### AIM
Reproduce verbatim the lines of the material starting at the line that contains "# point at: wicker" and ending at the last line of the material, with both of those lines included.

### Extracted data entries
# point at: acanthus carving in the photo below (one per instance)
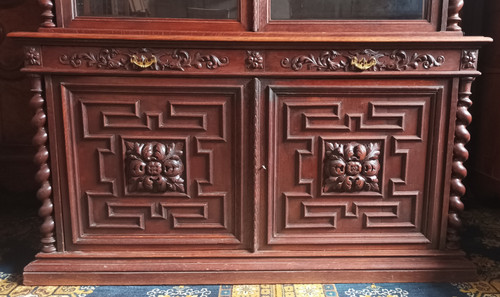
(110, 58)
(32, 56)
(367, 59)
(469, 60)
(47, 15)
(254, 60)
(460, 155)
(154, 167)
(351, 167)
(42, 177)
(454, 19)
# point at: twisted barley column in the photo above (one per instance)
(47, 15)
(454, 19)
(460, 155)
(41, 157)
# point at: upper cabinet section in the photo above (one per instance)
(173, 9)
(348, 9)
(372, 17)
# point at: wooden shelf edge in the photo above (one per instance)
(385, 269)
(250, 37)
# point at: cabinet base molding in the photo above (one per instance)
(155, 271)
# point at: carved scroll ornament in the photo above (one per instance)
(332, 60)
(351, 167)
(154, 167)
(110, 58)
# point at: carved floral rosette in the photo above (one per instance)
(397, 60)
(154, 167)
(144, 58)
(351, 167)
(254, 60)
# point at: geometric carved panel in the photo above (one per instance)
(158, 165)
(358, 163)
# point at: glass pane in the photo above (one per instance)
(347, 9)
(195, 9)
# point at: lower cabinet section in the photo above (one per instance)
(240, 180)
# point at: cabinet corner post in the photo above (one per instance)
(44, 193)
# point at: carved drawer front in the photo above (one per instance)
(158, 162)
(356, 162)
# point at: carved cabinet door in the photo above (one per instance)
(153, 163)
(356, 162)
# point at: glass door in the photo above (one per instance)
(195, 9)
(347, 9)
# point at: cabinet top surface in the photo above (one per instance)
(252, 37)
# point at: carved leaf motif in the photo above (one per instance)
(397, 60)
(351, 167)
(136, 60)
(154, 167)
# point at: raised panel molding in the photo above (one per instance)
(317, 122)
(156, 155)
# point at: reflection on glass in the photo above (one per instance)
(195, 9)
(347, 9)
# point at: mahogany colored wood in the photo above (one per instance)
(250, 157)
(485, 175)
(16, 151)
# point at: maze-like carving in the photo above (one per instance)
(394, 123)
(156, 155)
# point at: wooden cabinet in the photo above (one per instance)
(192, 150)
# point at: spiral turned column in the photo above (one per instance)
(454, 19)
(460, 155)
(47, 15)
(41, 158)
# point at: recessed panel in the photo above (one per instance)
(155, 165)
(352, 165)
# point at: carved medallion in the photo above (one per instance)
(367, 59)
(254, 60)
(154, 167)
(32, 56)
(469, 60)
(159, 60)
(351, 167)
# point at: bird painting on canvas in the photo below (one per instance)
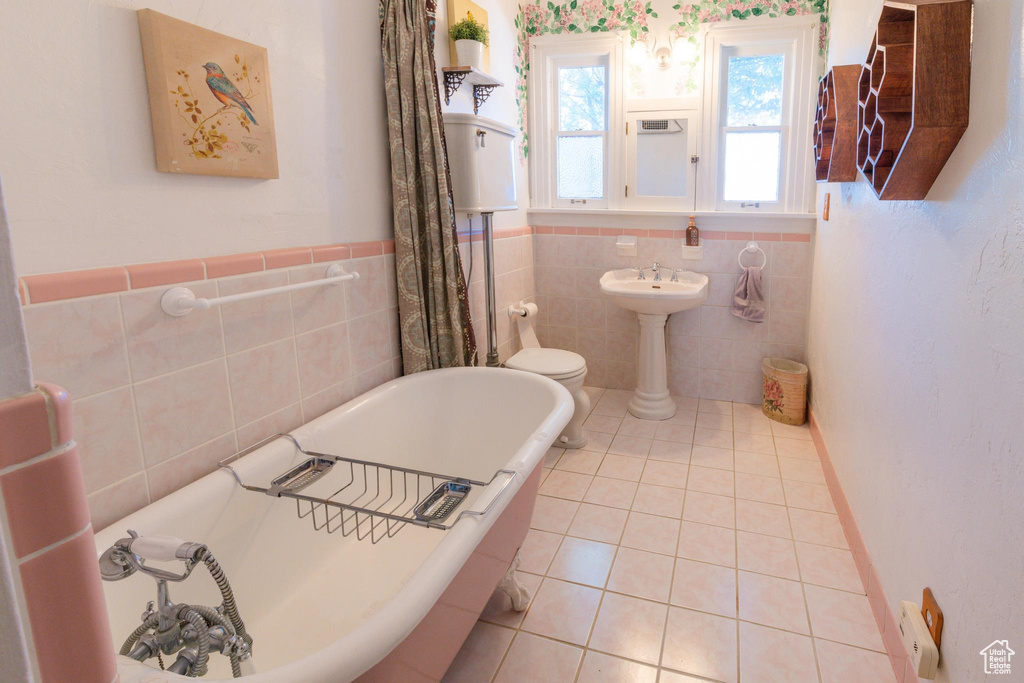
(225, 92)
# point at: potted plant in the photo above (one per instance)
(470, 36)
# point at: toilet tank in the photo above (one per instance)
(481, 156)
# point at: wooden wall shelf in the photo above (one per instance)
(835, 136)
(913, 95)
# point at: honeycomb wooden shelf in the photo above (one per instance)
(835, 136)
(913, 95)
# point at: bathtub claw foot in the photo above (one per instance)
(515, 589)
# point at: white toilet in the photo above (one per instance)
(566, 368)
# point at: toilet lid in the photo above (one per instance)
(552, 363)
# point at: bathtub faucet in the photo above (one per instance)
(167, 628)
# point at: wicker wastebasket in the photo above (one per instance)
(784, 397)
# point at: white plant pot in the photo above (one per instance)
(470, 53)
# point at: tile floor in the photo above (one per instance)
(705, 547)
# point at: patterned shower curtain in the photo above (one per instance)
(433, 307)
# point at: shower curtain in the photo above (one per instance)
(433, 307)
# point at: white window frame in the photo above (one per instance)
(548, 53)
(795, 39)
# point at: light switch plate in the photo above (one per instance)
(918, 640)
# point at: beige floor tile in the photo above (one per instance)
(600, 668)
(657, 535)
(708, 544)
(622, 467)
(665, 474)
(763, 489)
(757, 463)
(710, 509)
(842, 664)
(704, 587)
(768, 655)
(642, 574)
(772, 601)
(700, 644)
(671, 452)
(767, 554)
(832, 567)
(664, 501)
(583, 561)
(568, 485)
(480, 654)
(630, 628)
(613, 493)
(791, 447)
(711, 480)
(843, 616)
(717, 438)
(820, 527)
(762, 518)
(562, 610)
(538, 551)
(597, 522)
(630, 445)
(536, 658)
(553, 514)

### CORRECT RESULT
# point at: wicker wastebasket in the photo above (one per instance)
(784, 397)
# point at: white plant pot in the photo above (one per instance)
(470, 53)
# point at: tile floor in the photo above (one per instance)
(705, 547)
# point at: patterned shower curtain in the photo above (one per instance)
(433, 307)
# point at: shower curtain in the photo above (one per instance)
(433, 307)
# point at: white window frame in the photo above (one per instance)
(548, 53)
(795, 39)
# point at: light switch plate in the photo above (one per instance)
(918, 640)
# point at: beige floor tile in the photo above (one per instance)
(600, 668)
(657, 535)
(708, 544)
(622, 467)
(665, 474)
(763, 489)
(757, 463)
(710, 509)
(842, 664)
(704, 587)
(768, 655)
(642, 574)
(772, 601)
(700, 644)
(671, 452)
(767, 554)
(832, 567)
(664, 501)
(583, 561)
(568, 485)
(480, 654)
(630, 628)
(613, 493)
(791, 447)
(711, 480)
(843, 616)
(717, 438)
(820, 527)
(762, 518)
(562, 610)
(538, 551)
(597, 522)
(630, 445)
(536, 658)
(553, 514)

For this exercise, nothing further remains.